_SET EXERCISE_:
Give all of the records below as a two-column CSV, with columns named "request" and "points" and one row for each request. Put its text and its answer each in one quoted field, with line breaks turned into spaces, and leave the pictures out.
##### DATA ROWS
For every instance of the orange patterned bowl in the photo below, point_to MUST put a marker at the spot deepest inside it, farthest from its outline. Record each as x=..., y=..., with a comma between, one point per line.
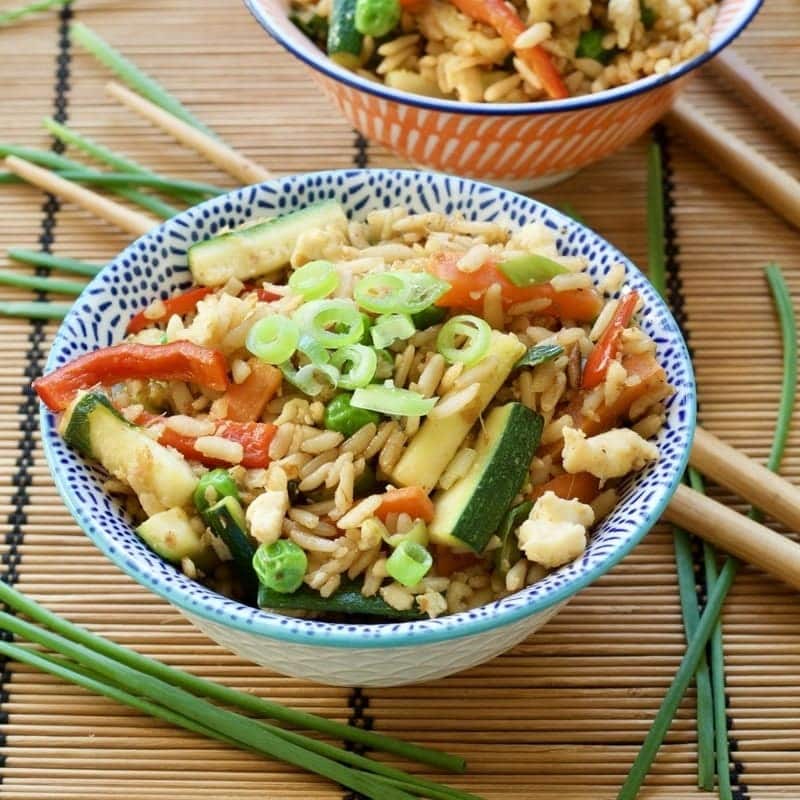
x=522, y=145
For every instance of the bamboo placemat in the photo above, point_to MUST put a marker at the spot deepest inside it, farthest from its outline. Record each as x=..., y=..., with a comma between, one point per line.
x=562, y=715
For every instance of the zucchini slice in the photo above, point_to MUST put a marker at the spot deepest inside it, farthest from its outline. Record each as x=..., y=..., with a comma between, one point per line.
x=347, y=599
x=161, y=477
x=438, y=440
x=260, y=248
x=471, y=510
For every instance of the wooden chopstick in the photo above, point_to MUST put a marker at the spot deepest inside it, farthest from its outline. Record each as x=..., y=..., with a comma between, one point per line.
x=732, y=469
x=217, y=152
x=738, y=160
x=131, y=221
x=736, y=534
x=758, y=92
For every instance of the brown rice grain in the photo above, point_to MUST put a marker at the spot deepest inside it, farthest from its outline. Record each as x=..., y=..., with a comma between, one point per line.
x=391, y=451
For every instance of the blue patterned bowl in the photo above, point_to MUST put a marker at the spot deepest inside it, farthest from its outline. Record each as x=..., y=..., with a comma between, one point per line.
x=346, y=654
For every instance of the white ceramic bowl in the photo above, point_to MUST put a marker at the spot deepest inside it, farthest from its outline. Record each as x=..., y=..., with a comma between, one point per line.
x=347, y=654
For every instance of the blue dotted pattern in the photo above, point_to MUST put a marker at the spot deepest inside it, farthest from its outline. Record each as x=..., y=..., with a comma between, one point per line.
x=155, y=266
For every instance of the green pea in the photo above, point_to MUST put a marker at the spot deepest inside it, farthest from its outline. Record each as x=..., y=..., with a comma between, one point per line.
x=280, y=566
x=341, y=416
x=212, y=487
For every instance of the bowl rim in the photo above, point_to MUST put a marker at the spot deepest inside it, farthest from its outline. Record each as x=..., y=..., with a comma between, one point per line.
x=392, y=634
x=321, y=63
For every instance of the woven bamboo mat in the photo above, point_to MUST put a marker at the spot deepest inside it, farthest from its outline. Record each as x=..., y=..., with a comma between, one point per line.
x=562, y=715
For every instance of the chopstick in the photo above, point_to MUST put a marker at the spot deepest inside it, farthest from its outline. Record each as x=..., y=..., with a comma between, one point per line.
x=758, y=92
x=130, y=221
x=738, y=160
x=217, y=152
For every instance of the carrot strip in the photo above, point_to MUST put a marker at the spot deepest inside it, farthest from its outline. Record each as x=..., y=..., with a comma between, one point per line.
x=501, y=16
x=245, y=402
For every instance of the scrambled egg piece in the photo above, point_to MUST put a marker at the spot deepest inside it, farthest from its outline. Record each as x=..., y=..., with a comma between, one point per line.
x=265, y=514
x=623, y=15
x=608, y=455
x=555, y=531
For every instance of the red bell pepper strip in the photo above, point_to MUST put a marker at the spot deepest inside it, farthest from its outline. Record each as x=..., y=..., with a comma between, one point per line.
x=245, y=401
x=501, y=16
x=180, y=304
x=176, y=361
x=255, y=438
x=608, y=344
x=467, y=290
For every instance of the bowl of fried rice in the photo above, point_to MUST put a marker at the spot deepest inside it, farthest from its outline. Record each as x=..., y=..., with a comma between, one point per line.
x=522, y=93
x=368, y=427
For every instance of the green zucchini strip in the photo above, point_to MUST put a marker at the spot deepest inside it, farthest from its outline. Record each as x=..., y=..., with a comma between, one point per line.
x=225, y=694
x=690, y=608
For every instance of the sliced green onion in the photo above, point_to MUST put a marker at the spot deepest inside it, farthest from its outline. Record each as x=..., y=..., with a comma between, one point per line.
x=128, y=72
x=390, y=328
x=423, y=290
x=398, y=292
x=385, y=368
x=280, y=566
x=333, y=323
x=313, y=350
x=381, y=292
x=273, y=339
x=531, y=269
x=312, y=379
x=409, y=563
x=392, y=401
x=478, y=337
x=314, y=280
x=356, y=364
x=538, y=354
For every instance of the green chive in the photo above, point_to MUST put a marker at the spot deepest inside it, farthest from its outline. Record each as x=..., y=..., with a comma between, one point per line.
x=89, y=679
x=14, y=14
x=228, y=723
x=41, y=283
x=123, y=164
x=128, y=72
x=225, y=694
x=56, y=162
x=657, y=270
x=54, y=262
x=33, y=309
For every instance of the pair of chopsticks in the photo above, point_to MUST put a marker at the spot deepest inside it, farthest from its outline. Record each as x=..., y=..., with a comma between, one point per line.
x=691, y=510
x=756, y=173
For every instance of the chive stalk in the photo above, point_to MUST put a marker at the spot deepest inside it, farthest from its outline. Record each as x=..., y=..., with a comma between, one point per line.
x=228, y=723
x=15, y=14
x=719, y=590
x=32, y=309
x=121, y=163
x=197, y=190
x=59, y=163
x=690, y=608
x=54, y=262
x=41, y=283
x=128, y=72
x=225, y=694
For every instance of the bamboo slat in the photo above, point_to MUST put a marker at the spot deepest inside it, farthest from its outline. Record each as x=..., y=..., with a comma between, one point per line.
x=561, y=716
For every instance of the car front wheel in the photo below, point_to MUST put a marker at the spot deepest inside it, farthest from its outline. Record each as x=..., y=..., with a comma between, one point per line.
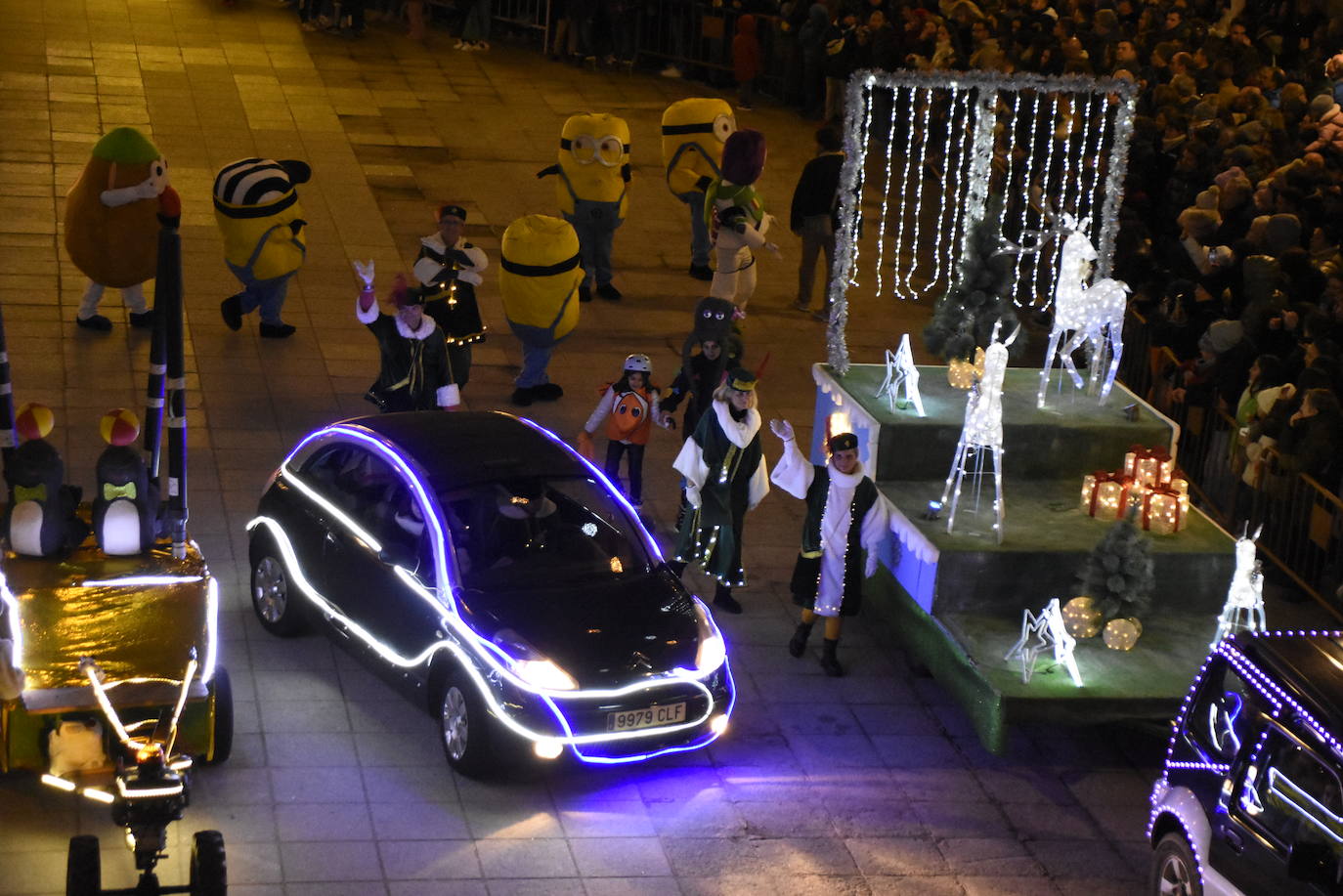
x=1175, y=870
x=465, y=727
x=274, y=598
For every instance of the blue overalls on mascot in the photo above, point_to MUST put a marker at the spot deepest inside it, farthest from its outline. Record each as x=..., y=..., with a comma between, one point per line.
x=693, y=133
x=258, y=214
x=111, y=223
x=539, y=279
x=592, y=192
x=735, y=214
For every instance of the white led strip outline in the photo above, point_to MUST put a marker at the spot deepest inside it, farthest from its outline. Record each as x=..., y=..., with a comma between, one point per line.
x=452, y=619
x=465, y=660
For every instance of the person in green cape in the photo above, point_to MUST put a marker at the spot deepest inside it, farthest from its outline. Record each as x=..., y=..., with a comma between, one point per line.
x=725, y=476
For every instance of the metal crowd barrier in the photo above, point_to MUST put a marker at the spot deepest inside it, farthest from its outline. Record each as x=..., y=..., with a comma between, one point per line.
x=1303, y=520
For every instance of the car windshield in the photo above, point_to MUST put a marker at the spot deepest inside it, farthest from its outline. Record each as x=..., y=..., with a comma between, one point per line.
x=534, y=533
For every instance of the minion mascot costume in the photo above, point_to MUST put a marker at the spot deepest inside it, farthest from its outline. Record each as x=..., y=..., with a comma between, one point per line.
x=593, y=180
x=539, y=277
x=111, y=225
x=693, y=133
x=258, y=214
x=735, y=215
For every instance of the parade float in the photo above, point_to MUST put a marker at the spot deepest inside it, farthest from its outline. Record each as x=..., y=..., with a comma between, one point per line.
x=995, y=197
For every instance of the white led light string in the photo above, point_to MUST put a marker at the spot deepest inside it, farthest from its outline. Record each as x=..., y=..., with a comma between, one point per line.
x=886, y=206
x=904, y=190
x=1025, y=193
x=918, y=189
##########
_SOLUTION BELOW_:
request,points
"For every instance of the orange patterned bowl in the photo below, point_to MUST put a marker at the spot deepest inside it, farthest from its outline. Record each as x=..., y=..., with a comma between, one point per line.","x=522, y=145"
"For every instance of the bamboo placemat in the photo above, point_to MUST put a marker at the spot deepest inside it, farthest from its outline. Record each as x=..., y=..., with a comma between, one point per line.","x=562, y=715"
"For every instance of the zucchini slice in the photo above, point_to MUST put a marker at the spot deepest inside it, farthest from its outline. Record each as x=..., y=..., with a comma between, one point per line.","x=347, y=599 x=161, y=477 x=438, y=440 x=260, y=248 x=471, y=510"
"For every instance of the wooden chopstick in the photo above, point_to MUST put a marker at the spot deepest inside it, farthest from its outline. Record each as x=..., y=..., with a comma between, one point per line.","x=732, y=469 x=217, y=152 x=738, y=160 x=131, y=221 x=736, y=534 x=758, y=92"
"For every instance of the brown rice grain in the photo above, point_to MUST put a marker at the spot deepest inside it, farthest from its outline. Record each as x=..., y=..., with a comma between, one point per line.","x=391, y=451"
"For every instance of the blue patterned bowl in the photo above, point_to MUST put a marker at the spot deepest inside it, farthest from its outline. Record each as x=..., y=..., with a comma between, one point per line.","x=346, y=654"
"For every instance of the white ceramic bowl in the photo above, point_to MUST put a marker at the spot deepest inside it, farthest from its outline. Record each as x=..., y=..., with a comma between, one point per line.","x=347, y=654"
"For every instance of the blue dotted pattern in the photo above, point_to MUST put a marker at the spot deepest inside it, farthest from its outline. Record each as x=..., y=..., with a comma between, one point per line.","x=155, y=266"
"For every instance of the green pea in the photo above, point_to MUST put a marker at the spot deepest inside it, farthest from its outline. Record each as x=..., y=..., with a comma between, one point per line.","x=280, y=566 x=341, y=416 x=212, y=487"
"For every instance of the bowl rim in the photo above, point_to MUST put a marker at the spot deepest inside it, farthest from its outline. Record each as x=..., y=..., with a comma between, one point per line.","x=392, y=634 x=321, y=63"
"For every instance of the woven bamboo mat in the photo above, point_to MUST put a marker at the spot deepest inside it, farthest from its outline. Record each as x=..., y=..., with a comma between, one point per line.","x=562, y=715"
"For every instance of the chopstick in the photo above, point_to MUST put a marker at the spot deepest inside it, farthest from its outline. Record each as x=..., y=..., with a comma between, one point per line.","x=758, y=92 x=130, y=221 x=738, y=160 x=217, y=152"
"For every instance of the carrot strip in the photo above, point_to MUST put a marker at the spot deepest inside it, farthest from its outline. Record each as x=..., y=..., with a comma between, one point per line.","x=501, y=16 x=245, y=402"
"For every instance of the scrambled egg piece in the photo above, point_to MUST put a marker at the spot deepest inside it, farthest from its outline. Record each as x=..., y=..., with a comma between, one point per line.","x=265, y=514 x=623, y=15 x=608, y=455 x=555, y=531"
"For every instance of the red bell pepper strip in the photo above, point_to MUST put a marker at the spot deepest inside it, farthest from its outline. Record each as x=..., y=..., with a comma between, one point per line.","x=245, y=401 x=501, y=16 x=180, y=304 x=176, y=361 x=255, y=438 x=608, y=344 x=467, y=290"
"For every instance of the bowl of fried rice in the photo above, point_to MUST put a marker at the spot deepest inside it, farthest from its outline. Record each as x=..., y=..., with a comma between, one point per line.","x=522, y=93 x=368, y=427"
"For every instance of the green zucchini strip in the photo above, point_to MUST put a marker at the spot deepest inside it, farthest from its outline. Record each as x=..., y=..., with a comma between, one point per line.","x=225, y=694 x=690, y=608"
"For every instance of the sliced green onion in the photo above, point_to MUST put a marker at the spot deepest inside it, farthest from its outline. Record each as x=..., y=..., with a comma between, one point per line.","x=128, y=72 x=390, y=328 x=423, y=290 x=398, y=292 x=385, y=368 x=280, y=566 x=333, y=323 x=313, y=350 x=381, y=292 x=273, y=339 x=531, y=269 x=312, y=379 x=409, y=563 x=392, y=401 x=478, y=337 x=314, y=280 x=356, y=364 x=538, y=354"
"For every instance of the green chive in the photo above, point_to MUST put a marker at the spot deepest inside it, farthest from its outline. Record each as x=..., y=..., with a comma between, one point per line.","x=89, y=679 x=14, y=14 x=228, y=723 x=41, y=283 x=123, y=164 x=128, y=72 x=225, y=694 x=56, y=162 x=657, y=270 x=54, y=262 x=33, y=309"
"For every instance of the pair of chopsticks in the photo above, point_to MUST put a marker at the spot deepest inside it, farthest from its outline. Record each as x=..., y=..., with a comma between, one point per line.","x=691, y=510 x=756, y=173"
"For every instance of the chive stalk in the photo above, point_to MUST put a marker at the spot deepest inside it, farthest from its outline. Record each as x=..., y=..., with a comma between, one point per line.","x=228, y=723 x=15, y=14 x=719, y=590 x=32, y=309 x=121, y=163 x=197, y=190 x=59, y=163 x=690, y=608 x=54, y=262 x=41, y=283 x=128, y=72 x=225, y=694"
"For every instance of the bamboo slat in the photo above, point_to MUST put a marker at the spot deepest inside it, farthest from its outline. Record each as x=..., y=..., with a comma between, one point per line.","x=561, y=716"
"For every instance of the car front wheel in the photo below, point_to MUST put a marker at the spot deepest inside it, farthest from its outline. Record each as x=..., y=..., with a comma between, one point per line.","x=1175, y=870 x=465, y=727 x=274, y=598"
"For every instance of the blue overalls on mascot in the photo above, point_to MUST put a marker at the spot deepest inside it, farthest from its outline. Record each as x=..., y=..., with a comma between, one point per line.","x=693, y=133 x=258, y=214 x=111, y=223 x=539, y=279 x=592, y=192 x=735, y=214"
"For every instance of the white led strip outline in the photo above, point_to MUST put a marker at the spot deepest inside it, farthest from its outline. Record each as x=..., y=..., with a comma between, one point per line.","x=452, y=619 x=465, y=660"
"For every instance of the person in green cape in the photo above, point_to MUST put a marker at the spot deepest inside it, farthest from its outline. Record each as x=..., y=..., with a comma between, one point per line.","x=725, y=476"
"For every instance of the metal crowd barrier in the photo above, point_to MUST put a marker at the spot deepest inside it, farthest from its outline. Record each as x=..., y=..., with a comma between, one point per line.","x=1303, y=520"
"For every instance of the car windshield in the photo above, point_to MUST put a marker at the spot deepest inside it, farthest from its outline. Record each as x=..., y=..., with a comma between, one point per line.","x=534, y=533"
"For every instance of the minion mascot costume in the photo above, point_to MUST put a marker at the spot deepest inside it, farthest from its outline. Record each as x=..., y=..., with a comma between, one point per line.","x=593, y=180 x=539, y=277 x=111, y=225 x=693, y=133 x=258, y=214 x=735, y=215"
"For every instance of the parade float in the photo above, point_to MUST put a marker at the spot deepest inside it, farthest from its outline. Record each as x=..., y=..., with a comma between, one point per line.","x=995, y=197"
"For every instance of the white led light string in the photo above, point_to MUST put a marker at the spot deepest inside it, farthest from its outline. Record each as x=..., y=..., with a comma between, one point per line.","x=886, y=206 x=904, y=190 x=1025, y=193 x=918, y=189"